Start Supplied data

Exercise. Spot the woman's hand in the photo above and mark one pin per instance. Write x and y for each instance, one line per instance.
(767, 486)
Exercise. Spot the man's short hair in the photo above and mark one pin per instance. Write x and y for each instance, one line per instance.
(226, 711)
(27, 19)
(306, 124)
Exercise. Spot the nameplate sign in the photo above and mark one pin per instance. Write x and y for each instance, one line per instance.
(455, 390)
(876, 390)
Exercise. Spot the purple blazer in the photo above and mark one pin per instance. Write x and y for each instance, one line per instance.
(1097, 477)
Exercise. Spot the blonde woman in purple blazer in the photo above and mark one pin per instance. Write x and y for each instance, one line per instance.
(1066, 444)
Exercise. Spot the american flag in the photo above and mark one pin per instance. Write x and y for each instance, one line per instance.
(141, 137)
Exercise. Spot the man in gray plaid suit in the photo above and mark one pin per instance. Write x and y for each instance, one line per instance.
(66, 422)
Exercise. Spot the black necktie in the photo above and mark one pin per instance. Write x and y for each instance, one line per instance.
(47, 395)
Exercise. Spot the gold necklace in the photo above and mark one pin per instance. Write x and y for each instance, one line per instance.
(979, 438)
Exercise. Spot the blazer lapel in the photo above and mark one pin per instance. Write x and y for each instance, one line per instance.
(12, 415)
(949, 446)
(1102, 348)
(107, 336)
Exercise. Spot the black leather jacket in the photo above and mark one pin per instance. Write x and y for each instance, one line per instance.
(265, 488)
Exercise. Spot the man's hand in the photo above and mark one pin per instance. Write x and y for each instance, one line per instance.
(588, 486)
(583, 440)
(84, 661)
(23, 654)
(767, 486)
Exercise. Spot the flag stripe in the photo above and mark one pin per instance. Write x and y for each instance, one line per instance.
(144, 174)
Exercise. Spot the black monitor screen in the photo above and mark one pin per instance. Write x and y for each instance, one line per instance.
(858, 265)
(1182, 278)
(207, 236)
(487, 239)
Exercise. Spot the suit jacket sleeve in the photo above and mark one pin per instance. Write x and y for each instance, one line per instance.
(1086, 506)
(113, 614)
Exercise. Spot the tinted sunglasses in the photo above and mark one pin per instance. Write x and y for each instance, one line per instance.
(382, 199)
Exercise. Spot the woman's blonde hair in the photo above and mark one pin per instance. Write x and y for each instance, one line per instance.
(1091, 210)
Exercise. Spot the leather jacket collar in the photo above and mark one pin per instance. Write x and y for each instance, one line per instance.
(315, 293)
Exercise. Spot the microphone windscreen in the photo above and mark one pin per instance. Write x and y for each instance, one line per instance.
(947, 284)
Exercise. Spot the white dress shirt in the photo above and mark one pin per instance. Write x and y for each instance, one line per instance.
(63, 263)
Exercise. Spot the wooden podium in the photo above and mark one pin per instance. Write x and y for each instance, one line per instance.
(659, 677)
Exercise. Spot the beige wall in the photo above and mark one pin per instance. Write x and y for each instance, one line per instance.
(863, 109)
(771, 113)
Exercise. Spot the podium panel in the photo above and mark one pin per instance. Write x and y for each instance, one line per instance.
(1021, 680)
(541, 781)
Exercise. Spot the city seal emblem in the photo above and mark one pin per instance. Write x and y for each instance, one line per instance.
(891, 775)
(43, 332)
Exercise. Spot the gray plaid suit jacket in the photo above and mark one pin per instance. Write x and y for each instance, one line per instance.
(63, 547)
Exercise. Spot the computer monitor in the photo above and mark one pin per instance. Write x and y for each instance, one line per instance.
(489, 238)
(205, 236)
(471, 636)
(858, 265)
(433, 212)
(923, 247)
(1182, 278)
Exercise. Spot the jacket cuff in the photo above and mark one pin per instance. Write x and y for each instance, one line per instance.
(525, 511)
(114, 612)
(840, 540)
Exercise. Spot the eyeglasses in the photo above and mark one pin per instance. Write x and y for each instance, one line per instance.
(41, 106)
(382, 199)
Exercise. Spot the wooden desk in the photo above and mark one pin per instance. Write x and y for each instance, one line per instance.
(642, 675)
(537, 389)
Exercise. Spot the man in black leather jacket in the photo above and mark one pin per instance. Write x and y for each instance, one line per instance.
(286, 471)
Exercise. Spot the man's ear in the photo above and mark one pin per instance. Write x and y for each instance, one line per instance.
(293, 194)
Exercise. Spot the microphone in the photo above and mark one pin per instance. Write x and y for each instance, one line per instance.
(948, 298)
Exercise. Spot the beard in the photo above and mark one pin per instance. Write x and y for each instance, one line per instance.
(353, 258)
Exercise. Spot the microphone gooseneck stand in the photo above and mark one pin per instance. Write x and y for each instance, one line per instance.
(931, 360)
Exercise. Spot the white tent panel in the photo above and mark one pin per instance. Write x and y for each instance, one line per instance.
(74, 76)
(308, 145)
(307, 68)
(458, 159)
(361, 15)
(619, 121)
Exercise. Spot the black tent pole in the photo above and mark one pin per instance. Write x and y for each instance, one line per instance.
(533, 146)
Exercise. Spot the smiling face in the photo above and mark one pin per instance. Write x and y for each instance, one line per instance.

End Supplied data

What is asked:
Every entry must be retyped in full, exactly as given.

Reply:
Exercise. Spot the woman's hand in the photo above and mark one pin per instance. Write x and y for each instance, one line per instance.
(767, 486)
Exercise. Spot the man's short hair in the photo above and mark one pin per instance. Write x and y for each instance, one line per instance.
(226, 711)
(27, 19)
(306, 124)
Exercise. Spot the nameplate sign in the photo above and mark one pin per instance. Write x and y for each instance, one line per instance.
(455, 390)
(876, 390)
Exercise. Spot the purple blazer in the photo above and mark one pin per instance. Write x and y for each instance, one line per instance.
(1097, 477)
Exercise. Spot the blonde woman in purple blazer in the photo above and mark one pin per instance. Write x and y for each instance, one line per instance.
(1066, 444)
Exercise. Spot the american flag in the photo above and mark one pin per instance. Write x and y for each instance, one line per instance.
(141, 137)
Exercise. Spot the man in gray plaid suit in the photo above and mark one pin per instance. Write x and y for each instance, one line per instance.
(66, 422)
Exercise. Spot the black necktie in the photo above and mark one pin per instance. Write x and y for each instance, one line per instance.
(47, 395)
Exercise. Spot the gold necklace in the photo above and mark one pin per instance. Write x and y for each instance, one line per instance.
(979, 438)
Exercise. Spot the blazer lapel in the photo above and mark one pin per instance. Write x and y for each instance, one line per instance.
(12, 415)
(949, 446)
(1102, 348)
(107, 336)
Exercise. Spot the black leather jacket in the photo above and mark one pin per instance. Write x and y for each instance, one line per instance.
(265, 488)
Exercise. Spot the man's hand in the photo above and mark one pin per instance. Write x and y for each instance, one line per instance.
(588, 486)
(583, 440)
(84, 661)
(23, 654)
(767, 486)
Exercise. Spot the flag stripe in the photo above and mark one pin per instance. Write x and y for each instance, one line per instance.
(144, 174)
Exercise. Spot the black monitor screen in the photo above and mark one pin per instance. Write x and y for each instance, one line per instance.
(858, 265)
(1182, 278)
(207, 236)
(487, 239)
Exercise. Spot the suit jacket sleeve in the photo above and mark one pin per instance. Write x and y for each instance, one line per instance.
(1086, 506)
(113, 614)
Exercise. Spot the tinted sunglasses in the photo above and mark one pin per instance. Write x and y for each instance, one line per instance.
(382, 199)
Exercise. Spot the woman's blonde hair in the photo above and mark one pin per instance. Write x and y for each instance, one line per instance.
(1091, 210)
Exercise. Spot the leather jacket collar in the photo above and mark one pin per instance. Write x and y for each instance, one line per instance.
(315, 293)
Exercise. Spot the microphone windscreen in the photo above and mark one pin per instance. Write x and y for each instance, one line per instance.
(947, 284)
Exercise. Spot the white dress shirt in the photo above and mark one pin per instance. Write x and y for each instance, one line per instance.
(63, 263)
Exercise. Spot the wooden podium in the photo above and mark one pin per instance. Write x and y for each instance, one line per instance.
(659, 677)
Exercise. Spot the beige wall in the photo above and mark one pin per instance. Write x and y for each instance, one line per instance.
(863, 109)
(771, 113)
Exercise. Spot the podium panel in the photo above and mark one pin per instance. Write x and y for each instance, one line per instance.
(1021, 680)
(541, 781)
Exercise. Spot the city seal emblem in the photo above and mark one pin per instance. Write x and y for each instance, one line per instance.
(891, 775)
(43, 332)
Exercise. Spot the gray plaid suit jacket in the photo above and mark one pin per instance. Write x and y for each instance, one line per instance.
(63, 547)
Exercise. Spot the computer monitor in the photo above and mark one pin per instance. Write x and y for each instance, one line per instance.
(489, 238)
(205, 236)
(471, 636)
(858, 265)
(433, 212)
(923, 247)
(1182, 278)
Exercise. Spot the jacket cuff in the photo above and mark one pin per instance. Write x and y for each instance, one line per instance.
(525, 511)
(114, 612)
(840, 540)
Exercise. Spot the eyeglasses in the photo above and mark one pin per instance. Write x and y for each instance, one line per instance.
(41, 106)
(382, 199)
Exercise. Spot the wooden desk in the photo above and mark one pin per instance. Write x and y for each instance, one line per instance.
(642, 675)
(537, 389)
Exercise. Spot the man in black leather jacket in the photo above and mark one pin per instance. Write x and y for each instance, one line per instance.
(286, 471)
Exercise. Spot the man's ear in the photo above and mark one pin per instance. Write x and y for each instance, one line per instance.
(293, 194)
Exercise. Spot the microphone in the photo above and mark one pin per instance. Write x and y for each instance, one line per instance.
(948, 298)
Exercise. Spot the beard in the photo above and mark one pin per instance. Write x and y for each instance, one line per instance.
(353, 258)
Exercise. Spot the microphone gooseneck stand in the photo above and mark one pin per instance. Write x and y for each instance, one line per instance.
(931, 360)
Exercise. Spot the white tent panel in the photo above and mark one pin per instance. Write x and y for each instance, one line per instance.
(74, 76)
(308, 145)
(307, 68)
(458, 159)
(361, 15)
(619, 121)
Exercise. Spot the black tent pole in the photo above and mark one pin per instance. Write x and y for each instance, one line per instance.
(533, 146)
Exercise. Spot the smiling face in the photo above and mark one pin per instance. Write x and y for each instance, one line per instance.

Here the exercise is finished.